◆ Exercises to complete
a) Please reproduce the blockchain security text word for word, everything from "- Economic Disincentives: Successfully" down to "in well-established networks.".
b) List the layers into which the blockchain security text organizes security threats.

◆ Text block

━━━━━━━━━━━━━━━━

Divided into five layers, security of a blockchain involves being aware of different attacks from the infrastructure (hardware & physical security) to the social level (applications & phishing). This list is not exhaustive and only represents some of the main security considerations that must be made when evaluating blockchains. Not every attack mentioned will be described, but there is an excellent source for blockchains security considerations here.
Taking inspiration from the blockchain tech stack, we will orgnaize the security threats according to layers:
- Infrastructure Layer Security
- Data Layer Attacks
- Network Layer Attacks
- Protocol (Consensus) Layer Attacks
- Application Layer Attacks
| Blockchain | General |
|---|---|
| Validators (PoS) | Routers |
| Nodes (PoW) | Cloud Services |
| Miners (PoW) | Mobile Services |
The infrastructure layer involves the hardware components that build up the network. For blockchains this could mining hardware, node hardware, and their secure components, both physical and digital. Mining attacks are discussed below as part of consensus. We will exclude discussions on securing routers, validators, and the communication between them. Any cloud services will have a security policy for their services. Similarly, mobile services that run light clients or wallets will also use inherited security policy.
| Cryptographic | Transaction Related |
|---|---|
| General Cryptanalysis | Double Spending |
| Hash Collision | Transaction Malleability |
| Length Extension | Time-Locked Transaction |
Cryptanalysis and various cryptographic attacks will not be discussed here as they apply in general and are not specific to blockchain networks.
A transaction replay, or a double-spend attack is a type of fraudulent activity in which digital coins are spent more than once. Should someone be able to double spend, this will undermine the integrity and trust in the network, making it crucial for blockchain networks to have mechanisms to prevent this type of attack.
PoW Mitigations:
- Confirmation Time: In PoW blockchains like Bitcoin, transactions are considered secure after several block confirmations. This makes it increasingly difficult for an attacker to reverse a transaction as they would need to redo the work for the confirmed blocks and catch up with the network's ongoing mining efforts.
- Economic Disincentives: Successfully executing a double-spend attack in a PoW system would require an attacker to control at least 51% of the network's hashing power. The cost of acquiring this much computational power makes such attacks economically unfeasible in well-established networks.
- Network Propagation: Transactions and blocks are rapidly propagated across the network, making it difficult for an attacker to propagate a fraudulent transaction without other network nodes becoming aware of the inconsistency.
PoS Mitigations:
- Slashing: validators are required to "stake" or lock up a significant amount of cryptocurrency as collateral. Malicious actions can result in the loss of this stake, creating a financial disincentive for double spending.
- Finality: introduce the concept of "finality," meaning that once a block has been confirmed to a certain degree, it can't be changed. This makes it impossible to double-spend without violating the protocol rules, which would lead to penalties.
- Long-range Attacks Prevention: PoS systems often implement mechanisms like checkpoints or other finality-enforcing techniques to prevent attackers from forking the blockchain far back in history to double-spend.

━━━━━━━━━━━━━━━━

Bounding box annotation entries:
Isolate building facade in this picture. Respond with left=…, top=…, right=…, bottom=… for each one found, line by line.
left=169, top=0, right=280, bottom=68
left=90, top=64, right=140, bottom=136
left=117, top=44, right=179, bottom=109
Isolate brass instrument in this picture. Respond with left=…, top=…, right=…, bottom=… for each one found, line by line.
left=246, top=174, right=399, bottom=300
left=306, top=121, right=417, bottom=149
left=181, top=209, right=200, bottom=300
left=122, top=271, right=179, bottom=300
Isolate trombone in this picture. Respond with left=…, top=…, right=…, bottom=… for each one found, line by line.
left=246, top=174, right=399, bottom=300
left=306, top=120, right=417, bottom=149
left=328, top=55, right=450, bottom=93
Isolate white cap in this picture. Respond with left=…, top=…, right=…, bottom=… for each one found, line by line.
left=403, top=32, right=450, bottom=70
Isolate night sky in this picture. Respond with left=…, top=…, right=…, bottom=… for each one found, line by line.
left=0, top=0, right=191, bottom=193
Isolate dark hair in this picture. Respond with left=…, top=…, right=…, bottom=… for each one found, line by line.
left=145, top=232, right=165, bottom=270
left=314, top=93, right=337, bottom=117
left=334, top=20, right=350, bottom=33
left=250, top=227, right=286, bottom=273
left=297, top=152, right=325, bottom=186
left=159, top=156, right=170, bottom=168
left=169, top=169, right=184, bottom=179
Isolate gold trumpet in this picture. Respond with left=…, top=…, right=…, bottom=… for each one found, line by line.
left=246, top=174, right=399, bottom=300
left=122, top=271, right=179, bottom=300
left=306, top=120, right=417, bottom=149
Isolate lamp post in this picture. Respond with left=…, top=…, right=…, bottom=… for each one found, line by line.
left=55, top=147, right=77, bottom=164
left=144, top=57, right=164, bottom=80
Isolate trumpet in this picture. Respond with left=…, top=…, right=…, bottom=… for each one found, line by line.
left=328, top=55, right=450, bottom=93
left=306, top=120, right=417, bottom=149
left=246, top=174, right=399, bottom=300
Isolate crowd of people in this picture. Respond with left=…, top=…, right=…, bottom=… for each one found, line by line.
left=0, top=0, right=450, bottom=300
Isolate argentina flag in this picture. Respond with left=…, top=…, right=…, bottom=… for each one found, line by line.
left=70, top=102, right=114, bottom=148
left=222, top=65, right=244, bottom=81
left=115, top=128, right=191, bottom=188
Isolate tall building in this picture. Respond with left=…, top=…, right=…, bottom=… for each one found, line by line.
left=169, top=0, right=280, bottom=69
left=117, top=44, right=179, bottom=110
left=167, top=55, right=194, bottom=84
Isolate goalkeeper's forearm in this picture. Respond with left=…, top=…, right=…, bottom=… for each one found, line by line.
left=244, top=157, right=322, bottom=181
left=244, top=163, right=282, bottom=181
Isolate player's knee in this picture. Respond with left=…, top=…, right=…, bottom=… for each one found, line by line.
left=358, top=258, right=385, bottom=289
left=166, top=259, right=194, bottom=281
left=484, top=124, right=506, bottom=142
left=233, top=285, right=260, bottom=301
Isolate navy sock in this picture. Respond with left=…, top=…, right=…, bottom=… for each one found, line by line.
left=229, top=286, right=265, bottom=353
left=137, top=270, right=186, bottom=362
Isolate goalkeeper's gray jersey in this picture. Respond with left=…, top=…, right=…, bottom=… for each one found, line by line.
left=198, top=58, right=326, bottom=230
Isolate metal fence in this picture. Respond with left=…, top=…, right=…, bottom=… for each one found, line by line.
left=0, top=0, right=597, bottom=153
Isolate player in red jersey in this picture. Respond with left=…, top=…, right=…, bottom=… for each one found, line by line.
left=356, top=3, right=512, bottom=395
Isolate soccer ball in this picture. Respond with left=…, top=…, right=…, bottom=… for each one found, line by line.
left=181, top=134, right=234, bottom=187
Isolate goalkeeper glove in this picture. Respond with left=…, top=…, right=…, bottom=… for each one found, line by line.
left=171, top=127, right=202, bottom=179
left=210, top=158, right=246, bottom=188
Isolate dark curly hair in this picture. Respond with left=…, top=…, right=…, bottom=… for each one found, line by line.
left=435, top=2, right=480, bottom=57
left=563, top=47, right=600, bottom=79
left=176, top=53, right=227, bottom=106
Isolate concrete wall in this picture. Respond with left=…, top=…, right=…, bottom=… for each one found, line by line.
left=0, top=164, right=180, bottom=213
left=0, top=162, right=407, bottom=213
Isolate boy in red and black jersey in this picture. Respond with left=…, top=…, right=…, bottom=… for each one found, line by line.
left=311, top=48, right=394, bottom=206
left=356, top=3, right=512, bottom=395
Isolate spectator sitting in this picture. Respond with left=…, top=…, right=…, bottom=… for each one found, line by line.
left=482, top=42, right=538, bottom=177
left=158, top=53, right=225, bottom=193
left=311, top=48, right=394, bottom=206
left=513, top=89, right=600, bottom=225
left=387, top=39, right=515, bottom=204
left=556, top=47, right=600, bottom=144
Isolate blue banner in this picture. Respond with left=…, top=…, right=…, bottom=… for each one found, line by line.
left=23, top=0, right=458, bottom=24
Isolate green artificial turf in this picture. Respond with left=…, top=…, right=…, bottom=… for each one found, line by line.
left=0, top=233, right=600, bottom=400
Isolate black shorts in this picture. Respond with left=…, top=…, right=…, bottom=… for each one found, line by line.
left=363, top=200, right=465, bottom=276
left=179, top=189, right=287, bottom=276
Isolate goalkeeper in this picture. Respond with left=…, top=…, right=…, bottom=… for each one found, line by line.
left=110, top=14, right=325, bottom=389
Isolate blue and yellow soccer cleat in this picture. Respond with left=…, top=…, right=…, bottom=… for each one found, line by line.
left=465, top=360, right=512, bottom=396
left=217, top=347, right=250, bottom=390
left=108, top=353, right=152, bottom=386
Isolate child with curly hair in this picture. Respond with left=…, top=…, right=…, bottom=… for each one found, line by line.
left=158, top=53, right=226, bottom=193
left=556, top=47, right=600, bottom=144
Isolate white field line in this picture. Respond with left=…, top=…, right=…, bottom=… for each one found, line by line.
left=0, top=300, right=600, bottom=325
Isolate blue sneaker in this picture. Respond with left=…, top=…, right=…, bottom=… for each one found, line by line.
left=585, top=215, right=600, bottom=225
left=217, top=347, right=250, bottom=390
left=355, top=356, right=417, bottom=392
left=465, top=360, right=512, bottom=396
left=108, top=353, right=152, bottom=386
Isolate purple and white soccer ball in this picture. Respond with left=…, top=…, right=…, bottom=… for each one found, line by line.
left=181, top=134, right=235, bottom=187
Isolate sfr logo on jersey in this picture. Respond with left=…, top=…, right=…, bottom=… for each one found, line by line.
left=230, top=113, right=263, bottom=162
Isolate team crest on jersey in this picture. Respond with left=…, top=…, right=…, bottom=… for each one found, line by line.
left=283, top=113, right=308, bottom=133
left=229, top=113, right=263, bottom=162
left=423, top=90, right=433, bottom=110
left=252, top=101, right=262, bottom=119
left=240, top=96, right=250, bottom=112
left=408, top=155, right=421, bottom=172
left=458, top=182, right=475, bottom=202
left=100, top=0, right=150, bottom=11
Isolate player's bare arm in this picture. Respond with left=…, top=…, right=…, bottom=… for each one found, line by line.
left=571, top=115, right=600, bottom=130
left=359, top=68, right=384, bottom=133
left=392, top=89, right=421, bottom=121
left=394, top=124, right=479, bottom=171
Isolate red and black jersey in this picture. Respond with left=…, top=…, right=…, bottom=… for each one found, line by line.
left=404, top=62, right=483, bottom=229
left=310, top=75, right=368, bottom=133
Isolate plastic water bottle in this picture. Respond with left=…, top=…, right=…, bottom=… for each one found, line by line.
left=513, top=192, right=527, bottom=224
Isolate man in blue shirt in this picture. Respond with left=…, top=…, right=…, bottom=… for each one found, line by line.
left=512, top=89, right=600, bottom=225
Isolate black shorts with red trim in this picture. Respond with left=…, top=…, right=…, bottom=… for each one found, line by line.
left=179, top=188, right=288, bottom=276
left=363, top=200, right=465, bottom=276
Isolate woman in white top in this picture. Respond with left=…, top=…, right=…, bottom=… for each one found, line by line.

━━━━━━━━━━━━━━━━

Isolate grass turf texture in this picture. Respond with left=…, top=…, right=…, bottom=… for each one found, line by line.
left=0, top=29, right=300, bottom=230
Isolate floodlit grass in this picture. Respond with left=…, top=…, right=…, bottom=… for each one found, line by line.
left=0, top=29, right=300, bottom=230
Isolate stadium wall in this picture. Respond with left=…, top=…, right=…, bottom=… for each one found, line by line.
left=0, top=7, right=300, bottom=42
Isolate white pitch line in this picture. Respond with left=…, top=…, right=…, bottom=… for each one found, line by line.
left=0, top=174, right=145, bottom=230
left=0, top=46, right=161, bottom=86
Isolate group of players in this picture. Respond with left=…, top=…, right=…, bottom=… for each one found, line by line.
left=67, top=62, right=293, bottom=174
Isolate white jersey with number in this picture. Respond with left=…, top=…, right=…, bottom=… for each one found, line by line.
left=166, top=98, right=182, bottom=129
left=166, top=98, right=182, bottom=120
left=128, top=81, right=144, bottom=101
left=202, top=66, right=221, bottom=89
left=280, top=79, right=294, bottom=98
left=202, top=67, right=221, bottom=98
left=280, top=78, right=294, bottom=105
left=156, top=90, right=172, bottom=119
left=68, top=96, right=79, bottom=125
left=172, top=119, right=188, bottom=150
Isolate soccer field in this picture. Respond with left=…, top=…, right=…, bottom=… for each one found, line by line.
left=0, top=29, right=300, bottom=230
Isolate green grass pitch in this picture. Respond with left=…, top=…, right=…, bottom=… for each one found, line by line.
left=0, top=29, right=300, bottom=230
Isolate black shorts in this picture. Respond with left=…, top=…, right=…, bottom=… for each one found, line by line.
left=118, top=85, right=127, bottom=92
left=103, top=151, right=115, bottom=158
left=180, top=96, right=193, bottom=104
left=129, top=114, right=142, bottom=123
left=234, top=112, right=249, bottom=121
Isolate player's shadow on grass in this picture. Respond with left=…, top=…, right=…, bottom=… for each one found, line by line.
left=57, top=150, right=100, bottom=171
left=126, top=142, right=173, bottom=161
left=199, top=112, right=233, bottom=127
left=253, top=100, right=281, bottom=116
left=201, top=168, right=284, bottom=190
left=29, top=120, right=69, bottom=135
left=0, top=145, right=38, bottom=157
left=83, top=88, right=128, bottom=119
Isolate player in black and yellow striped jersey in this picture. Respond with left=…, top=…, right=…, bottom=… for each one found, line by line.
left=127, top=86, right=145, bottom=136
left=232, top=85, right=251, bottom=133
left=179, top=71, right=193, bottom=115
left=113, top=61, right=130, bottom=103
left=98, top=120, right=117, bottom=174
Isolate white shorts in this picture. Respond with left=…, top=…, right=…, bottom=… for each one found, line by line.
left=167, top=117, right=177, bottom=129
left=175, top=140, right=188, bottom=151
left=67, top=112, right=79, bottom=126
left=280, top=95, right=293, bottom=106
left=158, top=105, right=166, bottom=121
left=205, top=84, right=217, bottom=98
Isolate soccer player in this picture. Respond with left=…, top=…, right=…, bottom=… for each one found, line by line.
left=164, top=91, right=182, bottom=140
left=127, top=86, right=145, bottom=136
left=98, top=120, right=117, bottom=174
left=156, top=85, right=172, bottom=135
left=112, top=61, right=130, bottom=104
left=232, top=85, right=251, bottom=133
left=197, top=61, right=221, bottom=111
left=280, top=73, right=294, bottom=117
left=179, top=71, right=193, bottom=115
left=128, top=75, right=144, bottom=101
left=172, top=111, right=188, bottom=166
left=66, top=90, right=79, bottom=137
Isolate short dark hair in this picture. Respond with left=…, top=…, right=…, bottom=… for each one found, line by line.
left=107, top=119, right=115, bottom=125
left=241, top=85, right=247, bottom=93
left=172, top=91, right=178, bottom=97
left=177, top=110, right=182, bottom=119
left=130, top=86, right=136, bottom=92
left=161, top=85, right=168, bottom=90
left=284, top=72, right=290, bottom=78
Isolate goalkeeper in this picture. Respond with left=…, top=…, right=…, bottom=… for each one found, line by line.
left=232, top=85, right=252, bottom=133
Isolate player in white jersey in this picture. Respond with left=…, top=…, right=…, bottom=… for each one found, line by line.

━━━━━━━━━━━━━━━━

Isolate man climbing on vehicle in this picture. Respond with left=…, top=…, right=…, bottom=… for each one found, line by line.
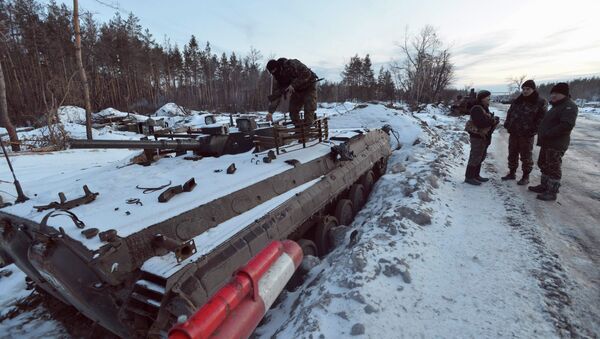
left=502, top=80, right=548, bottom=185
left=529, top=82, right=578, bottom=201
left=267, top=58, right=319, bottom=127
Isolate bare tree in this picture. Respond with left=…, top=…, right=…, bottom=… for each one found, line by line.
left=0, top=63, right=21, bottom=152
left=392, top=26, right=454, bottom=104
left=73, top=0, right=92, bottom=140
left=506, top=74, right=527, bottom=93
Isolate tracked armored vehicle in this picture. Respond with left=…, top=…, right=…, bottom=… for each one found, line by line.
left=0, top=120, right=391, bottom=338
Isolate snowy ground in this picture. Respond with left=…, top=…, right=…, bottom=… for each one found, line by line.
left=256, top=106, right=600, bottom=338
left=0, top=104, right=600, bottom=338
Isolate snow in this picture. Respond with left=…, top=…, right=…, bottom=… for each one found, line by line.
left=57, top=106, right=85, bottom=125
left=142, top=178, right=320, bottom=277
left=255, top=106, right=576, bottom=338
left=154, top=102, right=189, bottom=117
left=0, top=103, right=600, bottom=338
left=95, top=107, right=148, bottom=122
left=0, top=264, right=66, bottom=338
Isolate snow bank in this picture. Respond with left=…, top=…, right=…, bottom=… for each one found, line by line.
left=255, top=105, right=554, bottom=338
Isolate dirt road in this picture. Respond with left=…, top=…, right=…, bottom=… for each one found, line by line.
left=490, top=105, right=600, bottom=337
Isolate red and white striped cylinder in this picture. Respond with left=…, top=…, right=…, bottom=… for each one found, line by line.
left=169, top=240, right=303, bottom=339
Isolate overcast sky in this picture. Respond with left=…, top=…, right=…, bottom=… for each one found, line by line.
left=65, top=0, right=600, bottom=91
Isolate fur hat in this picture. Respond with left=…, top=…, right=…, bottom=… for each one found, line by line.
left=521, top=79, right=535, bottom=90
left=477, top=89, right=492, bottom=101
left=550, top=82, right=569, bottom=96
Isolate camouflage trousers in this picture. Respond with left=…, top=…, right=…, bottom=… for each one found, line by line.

━━━━━━━━━━━━━━━━

◆ Responses by task
a)
- Economic Disincentives: Successfully executing a double-spend attack in a PoW system would require an attacker to control at least 51% of the network's hashing power. The cost of acquiring this much computational power makes such attacks economically unfeasible in well-established networks.

b)
- Infrastructure Layer Security
- Data Layer Attacks
- Network Layer Attacks
- Protocol (Consensus) Layer Attacks
- Application Layer Attacks